**Testo da leggere:**
L’art. 3 di tale proposta prevede che possa fare richiesta di morte volontaria la persona che sia stata previamente coinvolta in un percorso di cure palliative e le abbia esplicitamente rifiutate o le abbia solitariamente interrotte: tuttavia la legge n. 38/2010 risulta in realtà non attuata su tutto il territorio nazionale, con la conseguenza banalizzazione e burocratizzazione di questo percorso, in cui un semplice modulo di consenso informato può dare l’avvio alla procedura.
Il testo Bazoli va oltre la Corte Costituzionale: la condizione medica irreversibile citata può riguardare una patologia molto generica, non solo una malattia terminale. Anche la prognosi infausta è dal punto di vista medico una condizione piuttosto sfumata. Ciò che manca completamente è il fatto di essere una malattia terminale. Qui il rischio di interpretazione ampia e ambigua è dunque altissimo.
La richiesta di morte, in base alla proposta di legge, può essere acquisita in caso di impossibilità a scrivere, da una registrazione video. Il medico prospetta al paziente le conseguenze e le possibili alternativa, anche avvalendosi di supporto psicologico. L’art. 6 introduce l’obiezione di coscienza, ma il medico che ha titolo per relazionarsi con questo tipo di procedura è un operatore che non ha dichiarato obiezione di coscienza, con conseguente problematica di carattere etico. Al contrario, il medico di famiglia che ha seguito il percorso di malattia conosce il paziente e la famiglia, se è obiettore di coscienza verrà estromesso da questo percorso.
Se il parere è favorevole, il medico lo trasmette alla direzione sanitaria locale o dell’azienda di riferimento. Nel caso in cui il medico non ritenga di trasmettere la richiesta al Comitato per la valutazione clinica, o in caso di parere negativo dello stesso comitato, la persona può comunque ricorrere al giudice entro il termine di sessanta giorni: come logica conseguenza del diritto soggettivo di morire, il paziente può esigere il rispetto di tale diritto. Questo trasforma in regola ciò che per il caso Cappato rappresentava una eccezione. Ma se il medico aveva espresso parere negativo e invece il giudice impone un’altra decisione, significa anche che una vita viene decisa in sede giudiziale e non medica. Non c’è più la salvaguardia della vita, ma il suo aspetto psicologico, spirituale e morale vengono meno in nome di una sentenza.

**Estratti dei dati:**
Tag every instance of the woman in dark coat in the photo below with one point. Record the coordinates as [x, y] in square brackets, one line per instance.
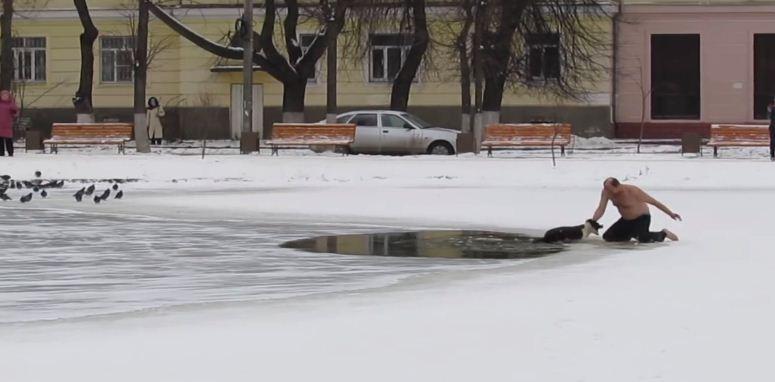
[771, 114]
[8, 111]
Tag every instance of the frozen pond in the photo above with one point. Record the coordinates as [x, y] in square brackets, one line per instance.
[445, 244]
[64, 264]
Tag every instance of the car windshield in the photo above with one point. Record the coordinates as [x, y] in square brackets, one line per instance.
[416, 120]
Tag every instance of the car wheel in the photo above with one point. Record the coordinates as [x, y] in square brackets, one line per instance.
[440, 148]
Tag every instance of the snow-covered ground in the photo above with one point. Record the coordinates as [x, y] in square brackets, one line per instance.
[694, 310]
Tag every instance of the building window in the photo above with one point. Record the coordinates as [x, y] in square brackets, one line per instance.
[675, 76]
[763, 73]
[388, 53]
[117, 59]
[543, 56]
[306, 42]
[29, 55]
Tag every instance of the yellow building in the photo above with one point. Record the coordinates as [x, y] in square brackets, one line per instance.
[201, 93]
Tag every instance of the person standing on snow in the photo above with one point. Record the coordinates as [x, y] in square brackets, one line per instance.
[8, 112]
[632, 203]
[153, 120]
[771, 116]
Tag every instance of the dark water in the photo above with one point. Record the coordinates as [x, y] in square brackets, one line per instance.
[445, 244]
[66, 264]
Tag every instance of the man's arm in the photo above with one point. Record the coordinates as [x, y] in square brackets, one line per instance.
[656, 203]
[601, 206]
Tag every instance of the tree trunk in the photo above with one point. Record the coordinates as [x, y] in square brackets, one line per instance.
[331, 107]
[141, 74]
[476, 121]
[293, 101]
[402, 84]
[465, 67]
[644, 97]
[293, 74]
[497, 53]
[83, 96]
[6, 36]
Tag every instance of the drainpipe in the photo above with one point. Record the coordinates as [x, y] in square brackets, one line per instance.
[615, 51]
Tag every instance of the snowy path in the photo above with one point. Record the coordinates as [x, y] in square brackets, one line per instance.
[697, 310]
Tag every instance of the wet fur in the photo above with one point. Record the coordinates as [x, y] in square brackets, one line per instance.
[571, 233]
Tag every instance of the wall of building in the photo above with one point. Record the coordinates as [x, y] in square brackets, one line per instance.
[726, 63]
[181, 77]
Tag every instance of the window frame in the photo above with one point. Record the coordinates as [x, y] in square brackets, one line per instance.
[33, 50]
[657, 94]
[404, 48]
[543, 41]
[128, 43]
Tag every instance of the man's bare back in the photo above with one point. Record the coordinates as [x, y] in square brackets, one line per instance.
[632, 203]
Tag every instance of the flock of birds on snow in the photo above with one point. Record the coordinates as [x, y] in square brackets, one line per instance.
[39, 187]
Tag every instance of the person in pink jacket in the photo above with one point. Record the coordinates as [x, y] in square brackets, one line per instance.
[8, 111]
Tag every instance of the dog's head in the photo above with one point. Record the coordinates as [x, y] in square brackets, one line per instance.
[592, 226]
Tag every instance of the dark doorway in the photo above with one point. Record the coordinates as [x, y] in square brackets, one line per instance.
[675, 76]
[763, 73]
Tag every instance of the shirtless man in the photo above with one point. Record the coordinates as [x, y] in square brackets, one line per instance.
[632, 204]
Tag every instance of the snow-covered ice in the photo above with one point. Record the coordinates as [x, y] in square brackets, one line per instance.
[694, 310]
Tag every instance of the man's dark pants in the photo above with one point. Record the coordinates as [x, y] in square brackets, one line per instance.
[638, 228]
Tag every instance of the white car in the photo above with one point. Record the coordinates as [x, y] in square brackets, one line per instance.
[397, 132]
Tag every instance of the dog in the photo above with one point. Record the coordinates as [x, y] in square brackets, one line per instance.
[566, 234]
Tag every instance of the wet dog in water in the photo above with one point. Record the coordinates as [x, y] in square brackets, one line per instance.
[573, 233]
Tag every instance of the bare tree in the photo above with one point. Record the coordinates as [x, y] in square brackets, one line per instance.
[294, 67]
[144, 51]
[82, 101]
[6, 53]
[510, 28]
[402, 84]
[140, 76]
[409, 19]
[645, 91]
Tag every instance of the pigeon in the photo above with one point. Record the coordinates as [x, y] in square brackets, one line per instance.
[79, 195]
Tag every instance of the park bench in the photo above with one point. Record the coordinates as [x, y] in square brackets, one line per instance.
[73, 134]
[724, 135]
[527, 135]
[308, 135]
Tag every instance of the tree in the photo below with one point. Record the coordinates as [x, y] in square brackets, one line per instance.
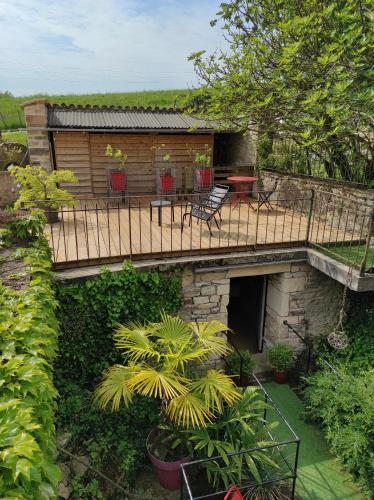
[302, 68]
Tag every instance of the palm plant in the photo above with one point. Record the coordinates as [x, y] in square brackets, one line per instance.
[239, 427]
[158, 359]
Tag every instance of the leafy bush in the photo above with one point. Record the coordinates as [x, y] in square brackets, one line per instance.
[28, 337]
[89, 312]
[281, 357]
[240, 359]
[344, 406]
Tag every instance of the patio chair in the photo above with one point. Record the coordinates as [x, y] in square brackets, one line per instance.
[208, 207]
[264, 196]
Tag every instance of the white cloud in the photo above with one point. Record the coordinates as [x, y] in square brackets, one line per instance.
[102, 45]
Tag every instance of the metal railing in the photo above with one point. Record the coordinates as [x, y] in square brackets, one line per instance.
[283, 448]
[106, 230]
[111, 229]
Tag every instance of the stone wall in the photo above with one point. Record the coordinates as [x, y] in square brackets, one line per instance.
[298, 293]
[36, 124]
[306, 298]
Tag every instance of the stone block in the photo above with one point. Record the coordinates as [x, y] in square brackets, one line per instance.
[208, 290]
[223, 289]
[214, 298]
[200, 300]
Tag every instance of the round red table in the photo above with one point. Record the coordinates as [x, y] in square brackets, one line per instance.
[243, 185]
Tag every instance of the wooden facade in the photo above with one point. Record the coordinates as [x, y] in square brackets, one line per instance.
[84, 154]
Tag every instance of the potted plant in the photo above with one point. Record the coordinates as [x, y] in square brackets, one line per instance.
[118, 176]
[39, 188]
[281, 358]
[203, 168]
[166, 177]
[158, 365]
[240, 363]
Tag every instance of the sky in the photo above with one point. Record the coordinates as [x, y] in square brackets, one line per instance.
[89, 46]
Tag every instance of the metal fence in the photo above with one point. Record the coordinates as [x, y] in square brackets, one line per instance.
[278, 481]
[356, 165]
[107, 230]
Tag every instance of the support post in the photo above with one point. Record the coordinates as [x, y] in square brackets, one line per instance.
[309, 223]
[367, 246]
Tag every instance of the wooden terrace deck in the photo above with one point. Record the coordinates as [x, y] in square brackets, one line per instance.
[101, 231]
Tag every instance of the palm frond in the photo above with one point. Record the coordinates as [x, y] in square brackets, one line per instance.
[179, 359]
[134, 339]
[113, 388]
[189, 410]
[151, 382]
[216, 387]
[207, 336]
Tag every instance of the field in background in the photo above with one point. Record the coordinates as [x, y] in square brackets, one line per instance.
[11, 115]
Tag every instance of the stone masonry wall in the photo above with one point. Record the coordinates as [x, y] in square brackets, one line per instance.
[36, 123]
[303, 296]
[306, 298]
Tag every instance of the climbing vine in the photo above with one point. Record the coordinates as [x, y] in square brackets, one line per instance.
[28, 338]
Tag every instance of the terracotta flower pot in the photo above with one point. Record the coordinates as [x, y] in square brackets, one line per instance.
[168, 473]
[280, 377]
[204, 177]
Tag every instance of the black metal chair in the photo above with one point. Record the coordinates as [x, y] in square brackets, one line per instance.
[208, 207]
[264, 196]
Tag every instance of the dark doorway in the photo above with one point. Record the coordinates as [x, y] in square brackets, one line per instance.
[246, 312]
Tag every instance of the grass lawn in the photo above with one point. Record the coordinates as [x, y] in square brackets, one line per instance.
[353, 254]
[320, 476]
[13, 114]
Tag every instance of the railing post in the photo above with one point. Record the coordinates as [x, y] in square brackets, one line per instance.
[367, 246]
[311, 206]
[257, 217]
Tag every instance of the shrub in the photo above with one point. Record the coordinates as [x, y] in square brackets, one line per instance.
[240, 359]
[281, 357]
[28, 336]
[89, 312]
[344, 406]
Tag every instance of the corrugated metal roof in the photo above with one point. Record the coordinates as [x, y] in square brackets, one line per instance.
[95, 117]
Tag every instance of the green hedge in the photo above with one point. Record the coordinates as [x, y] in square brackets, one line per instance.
[344, 406]
[88, 313]
[28, 336]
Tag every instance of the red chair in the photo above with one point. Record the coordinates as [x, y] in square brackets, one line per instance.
[233, 494]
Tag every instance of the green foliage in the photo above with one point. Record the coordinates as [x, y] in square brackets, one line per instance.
[25, 226]
[117, 154]
[344, 405]
[303, 69]
[158, 357]
[12, 115]
[203, 159]
[238, 428]
[281, 357]
[28, 338]
[237, 360]
[112, 440]
[89, 312]
[37, 184]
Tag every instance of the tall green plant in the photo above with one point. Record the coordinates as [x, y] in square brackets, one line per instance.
[300, 68]
[39, 187]
[28, 338]
[158, 356]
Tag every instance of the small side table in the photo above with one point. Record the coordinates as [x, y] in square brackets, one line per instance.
[243, 187]
[159, 204]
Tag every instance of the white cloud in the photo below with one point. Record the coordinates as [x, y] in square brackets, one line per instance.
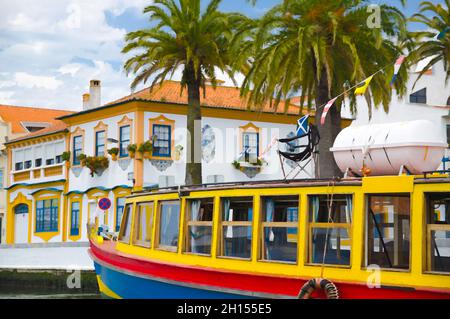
[35, 81]
[71, 68]
[50, 49]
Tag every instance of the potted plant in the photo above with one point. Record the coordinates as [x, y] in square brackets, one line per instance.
[132, 150]
[113, 152]
[82, 159]
[177, 152]
[145, 149]
[97, 164]
[236, 164]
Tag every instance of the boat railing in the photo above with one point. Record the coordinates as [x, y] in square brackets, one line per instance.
[193, 187]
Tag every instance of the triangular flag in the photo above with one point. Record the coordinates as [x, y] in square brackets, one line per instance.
[442, 33]
[302, 125]
[325, 110]
[397, 66]
[362, 87]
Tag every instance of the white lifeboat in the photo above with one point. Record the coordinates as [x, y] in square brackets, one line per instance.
[384, 148]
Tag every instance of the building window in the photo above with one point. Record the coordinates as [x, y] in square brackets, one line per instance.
[250, 145]
[18, 160]
[388, 231]
[47, 215]
[279, 228]
[169, 218]
[199, 226]
[75, 219]
[438, 232]
[236, 227]
[100, 143]
[124, 138]
[77, 149]
[330, 229]
[419, 96]
[125, 226]
[143, 224]
[162, 140]
[120, 203]
[38, 162]
[28, 164]
[21, 209]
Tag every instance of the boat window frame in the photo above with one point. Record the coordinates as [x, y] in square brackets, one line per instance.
[263, 224]
[157, 245]
[131, 224]
[326, 225]
[221, 224]
[428, 227]
[140, 243]
[365, 258]
[188, 222]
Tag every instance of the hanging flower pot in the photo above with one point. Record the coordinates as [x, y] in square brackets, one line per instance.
[145, 149]
[82, 159]
[97, 164]
[113, 152]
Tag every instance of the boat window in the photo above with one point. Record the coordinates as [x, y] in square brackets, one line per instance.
[330, 221]
[279, 228]
[199, 226]
[438, 232]
[169, 217]
[143, 223]
[236, 228]
[125, 227]
[388, 231]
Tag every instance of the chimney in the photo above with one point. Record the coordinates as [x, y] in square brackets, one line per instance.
[86, 98]
[95, 93]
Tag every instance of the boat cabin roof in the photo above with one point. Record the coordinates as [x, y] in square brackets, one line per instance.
[312, 182]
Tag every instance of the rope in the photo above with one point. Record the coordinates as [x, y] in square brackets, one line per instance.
[330, 205]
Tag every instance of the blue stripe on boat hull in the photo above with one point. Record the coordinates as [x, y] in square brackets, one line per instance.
[133, 287]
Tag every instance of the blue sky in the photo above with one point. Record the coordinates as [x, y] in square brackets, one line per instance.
[50, 49]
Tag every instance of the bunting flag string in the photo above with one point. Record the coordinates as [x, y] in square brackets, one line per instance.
[397, 66]
[302, 125]
[441, 34]
[360, 88]
[325, 110]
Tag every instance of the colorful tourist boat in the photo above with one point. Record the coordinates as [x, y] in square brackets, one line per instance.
[370, 237]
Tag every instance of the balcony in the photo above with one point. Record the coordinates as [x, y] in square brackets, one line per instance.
[38, 174]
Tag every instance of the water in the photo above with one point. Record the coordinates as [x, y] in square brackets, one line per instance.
[38, 295]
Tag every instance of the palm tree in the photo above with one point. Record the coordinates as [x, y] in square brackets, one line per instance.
[430, 46]
[191, 39]
[319, 48]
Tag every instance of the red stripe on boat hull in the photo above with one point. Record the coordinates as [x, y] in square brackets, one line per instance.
[263, 285]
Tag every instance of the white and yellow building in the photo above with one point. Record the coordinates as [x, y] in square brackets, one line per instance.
[16, 122]
[50, 200]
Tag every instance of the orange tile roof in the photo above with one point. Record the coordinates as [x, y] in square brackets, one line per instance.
[221, 97]
[17, 114]
[55, 128]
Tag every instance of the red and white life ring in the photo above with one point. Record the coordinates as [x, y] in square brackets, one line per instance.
[329, 287]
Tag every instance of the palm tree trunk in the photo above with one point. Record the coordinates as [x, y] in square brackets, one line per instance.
[193, 149]
[326, 166]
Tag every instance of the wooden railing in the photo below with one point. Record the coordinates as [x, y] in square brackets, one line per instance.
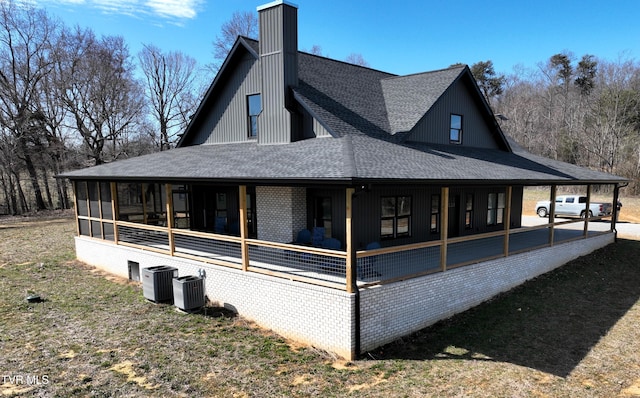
[328, 268]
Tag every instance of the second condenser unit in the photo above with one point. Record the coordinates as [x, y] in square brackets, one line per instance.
[157, 282]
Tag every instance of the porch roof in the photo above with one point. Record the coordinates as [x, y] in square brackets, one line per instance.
[347, 160]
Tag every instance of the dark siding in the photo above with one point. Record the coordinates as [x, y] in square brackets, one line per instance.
[367, 212]
[434, 127]
[279, 59]
[367, 215]
[338, 211]
[228, 120]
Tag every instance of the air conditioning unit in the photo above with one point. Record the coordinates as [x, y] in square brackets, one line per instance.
[156, 282]
[188, 292]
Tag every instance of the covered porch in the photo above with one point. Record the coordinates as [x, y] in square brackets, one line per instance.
[163, 224]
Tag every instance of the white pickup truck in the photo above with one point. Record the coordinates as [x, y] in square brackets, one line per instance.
[574, 205]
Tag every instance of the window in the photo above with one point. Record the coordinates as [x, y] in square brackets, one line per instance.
[435, 214]
[468, 212]
[455, 130]
[254, 106]
[323, 215]
[395, 220]
[495, 208]
[94, 214]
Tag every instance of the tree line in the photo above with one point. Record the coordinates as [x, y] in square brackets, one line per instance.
[582, 111]
[70, 99]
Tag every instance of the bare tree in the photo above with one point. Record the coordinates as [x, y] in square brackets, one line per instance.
[99, 91]
[356, 59]
[169, 90]
[241, 24]
[489, 82]
[26, 37]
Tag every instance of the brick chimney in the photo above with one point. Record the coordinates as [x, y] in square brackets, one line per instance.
[279, 67]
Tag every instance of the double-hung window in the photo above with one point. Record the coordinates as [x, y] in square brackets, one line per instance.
[455, 129]
[435, 214]
[254, 107]
[468, 212]
[495, 208]
[395, 219]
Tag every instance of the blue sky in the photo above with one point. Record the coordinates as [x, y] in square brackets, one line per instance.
[395, 36]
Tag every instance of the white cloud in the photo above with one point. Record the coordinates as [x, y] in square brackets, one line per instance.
[175, 10]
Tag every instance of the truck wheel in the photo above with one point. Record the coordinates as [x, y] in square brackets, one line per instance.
[583, 213]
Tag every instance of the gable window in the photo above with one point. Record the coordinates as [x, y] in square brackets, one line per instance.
[395, 221]
[468, 212]
[435, 214]
[495, 208]
[254, 107]
[455, 129]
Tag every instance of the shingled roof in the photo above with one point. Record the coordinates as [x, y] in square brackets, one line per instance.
[368, 114]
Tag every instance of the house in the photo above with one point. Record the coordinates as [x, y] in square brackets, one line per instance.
[338, 205]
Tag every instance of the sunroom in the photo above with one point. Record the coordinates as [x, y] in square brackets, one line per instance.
[384, 233]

**Compiti da svolgere:**
1: Puoi trascrivere dal testo sulla proposta di legge Bazoli tutto ciò che va da "L’art. 3 di" giù fino a "è dunque altissimo."?
2: Come riassumeresti in un elenco puntato il paragrafo del testo sulla proposta di legge Bazoli che comincia con "Se il parere è favorevole", mantenendone i fatti principali?

**Risposte per compito:**
1:
L’art. 3 di tale proposta prevede che possa fare richiesta di morte volontaria la persona che sia stata previamente coinvolta in un percorso di cure palliative e le abbia esplicitamente rifiutate o le abbia solitariamente interrotte: tuttavia la legge n. 38/2010 risulta in realtà non attuata su tutto il territorio nazionale, con la conseguenza banalizzazione e burocratizzazione di questo percorso, in cui un semplice modulo di consenso informato può dare l’avvio alla procedura.
Il testo Bazoli va oltre la Corte Costituzionale: la condizione medica irreversibile citata può riguardare una patologia molto generica, non solo una malattia terminale. Anche la prognosi infausta è dal punto di vista medico una condizione piuttosto sfumata. Ciò che manca completamente è il fatto di essere una malattia terminale. Qui il rischio di interpretazione ampia e ambigua è dunque altissimo.

2:
- Con parere favorevole, il medico trasmette la richiesta alla direzione sanitaria locale o dell'azienda di riferimento.
- Se il medico non la trasmette al Comitato per la valutazione clinica, o se il Comitato dà parere negativo, la persona può ricorrere al giudice entro sessanta giorni.
- Come conseguenza del diritto soggettivo di morire, il paziente può esigerne il rispetto.
- Ciò rende regola quella che per il caso Cappato era un'eccezione.
- Se il giudice decide diversamente dal medico che aveva dato parere negativo, la vita viene decisa in sede giudiziale e non medica.
- Secondo il testo, non c'è più la salvaguardia della vita: i suoi aspetti psicologico, spirituale e morale vengono meno in nome di una sentenza.